* **EXERCISE**
In the patch-revision post below, list each uhub device that the boot log reports as disconnected, along with the usbus it was attached to.

On Fri, 29 Aug 2014 11:30:49 -0400, Anthony Jenkins wrote:

 > Okay here's another revision of the patch, hopefully I made good 
 > progress in cleaning up the style and addressing everyone's 
 > concerns.  Comments/criticisms welcome as always!
 > 
 > Patches:
 >  *  Current: http://www.qtchat.org/docs/atrtc.c-20140829.patch
 >  *  Previous: http://www.qtchat.org/docs/atrtc.c.patch
 > Changes:
 >  *  Removed 'U' suffix from integer literals.
 >  *  Ensured all (my) lines were <= 40 columns
 >  *  Changed continuation indent to 4 columns.
 >  *  Replaced is_datetime_reg() with more generic acpi_check_rtc_byteaccess() 
 > to encapsulate (deeper) validation
 >     of ACPI CMOS accesses.
 >  *  Replaced some ACPI Windows-like typenames with FreeBSD typenames where 
 > possible.
 > Booting my HP Envy 14 laptop and suspend/resuming shows the only ACPI CMOS 
 > accesses are byte reads of registers
 > 0x06, 0x04 and 0x02:
 > 
 >       uhub4: at usbus0, port 1, addr 1 (disconnected)
 >       ugen0.2: <Areson> at usbus0 (disconnected)
 >       ums0: at uhub4, port 3, addr 1 (disconnected)
 >       uhid0: at uhub4, port 3, addr 1 (disconnected)
 >       uhub3: at usbus1, port 1, addr 1 (disconnected)
 >       uhub2: at usbus2, port 1, addr 1 (disconnected)
 >       ugen2.2: <vendor 0x7392> at usbus2 (disconnected)
 >       urtwn0: at uhub2, port 1, addr 2 (disconnected)
 >       uhub1: at usbus3, port 1, addr 1 (disconnected)
 >       ugen3.2: <vendor 0x0cf3> at usbus3 (disconnected)
 >       ubt0: at uhub1, port 4, addr 2 (disconnected)
 >       uhub0: at usbus4, port 1, addr 1 (disconnected)
 >       ugen4.2: <SuYin> at usbus4 (disconnected)
 >       acpi_rtc_cmos_handler: READ 01 address=0006 value=00000006
 >       acpi_rtc_cmos_handler: READ 01 address=0004 value=00000015
 >       acpi_rtc_cmos_handler: READ 01 address=0002 value=00000006
 >       vgapci0: child drmn0 requested pci_set_powerstate
 >       info: [drm] PCIE GART of 512M enabled (table at 0x0000000000040000).
 >       drmn0: info: WB enabled
 >       drmn0: info: fence driver on ring 0 use gpu addr 0x0000000020000c00 
 > and cpu addr 0x0xfffff800b686cc00
 >       drmn0: info: fence driver on ring 1 use gpu addr 0x0000000020000c04 
 > and cpu addr 0x0xfffff800b686cc04
 >       drmn0: info: fence driver on ring 2 use gpu addr 0x0000000020000c08 
 > and cpu addr 0x0xfffff800b686cc08
 >       drmn0: info: fence driver on ring 3 use gpu addr 0x0000000020000c0c 
 > and cpu addr 0x0xfffff800b686cc0c
 >       drmn0: info: fence driver on ring 4 use gpu addr 0x0000000020000c10 
 > and cpu addr 0x0xfffff800b686cc10
 >       info: [drm] ring test on 0 succeeded in 3 usecs
 >       info: [drm] ring test on 3 succeeded in 2 usecs
 >       info: [drm] ring test on 4 succeeded in 2 usecs
 >       info: [drm] ib test on ring 0 succeeded in 0 usecs
 >       info: [drm] ib test on ring 3 succeeded in 0 usecs
 >       info: [drm] ib test on ring 4 succeeded in 0 usecs
 >       re0: link state changed to DOWN
 >       psm0: system resume hook called.

* **RECORDED INFORMATION**
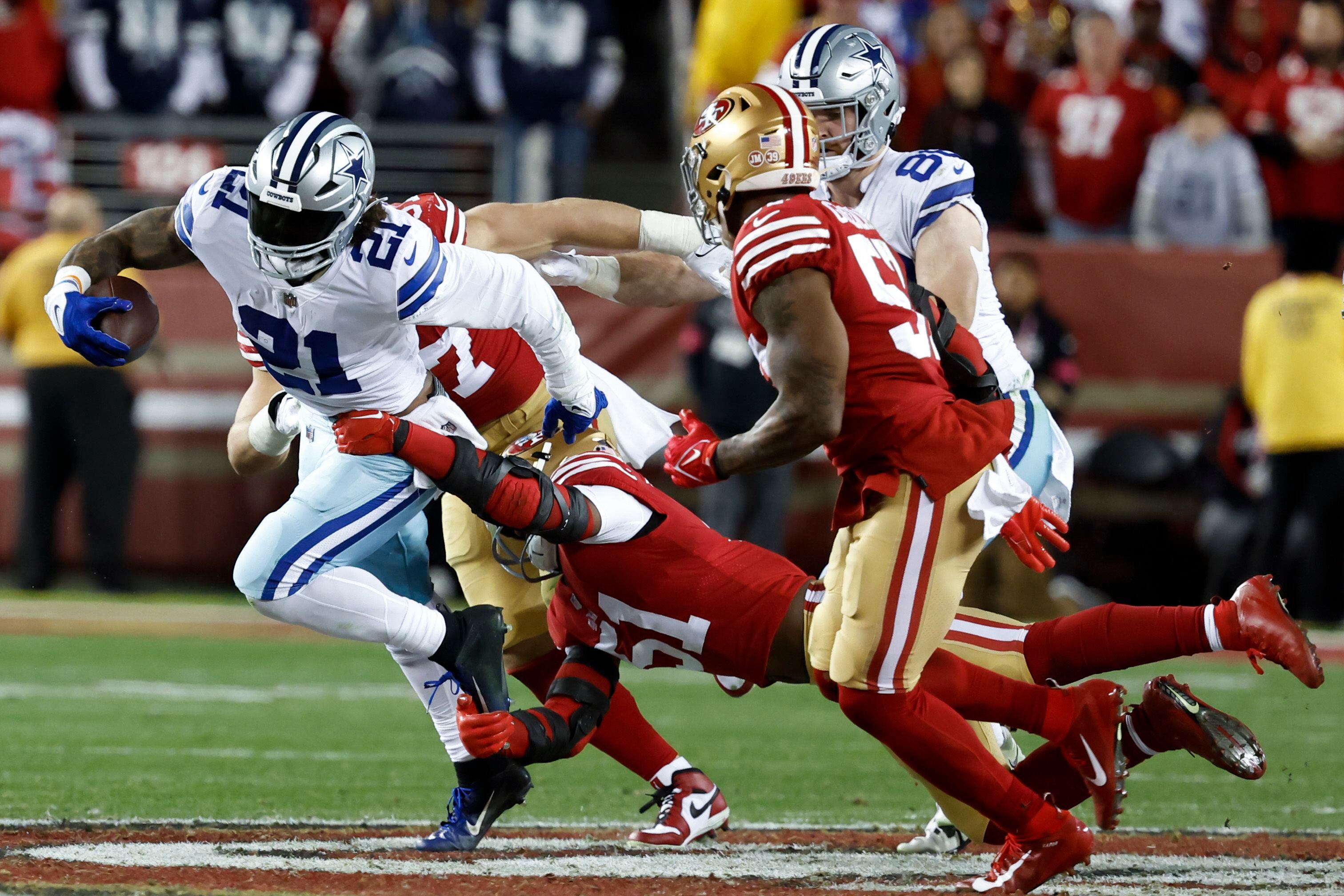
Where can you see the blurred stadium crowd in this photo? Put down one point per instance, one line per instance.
(1155, 124)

* **ANSWER TO THIS TASK**
- uhub4 (usbus0)
- uhub3 (usbus1)
- uhub2 (usbus2)
- uhub1 (usbus3)
- uhub0 (usbus4)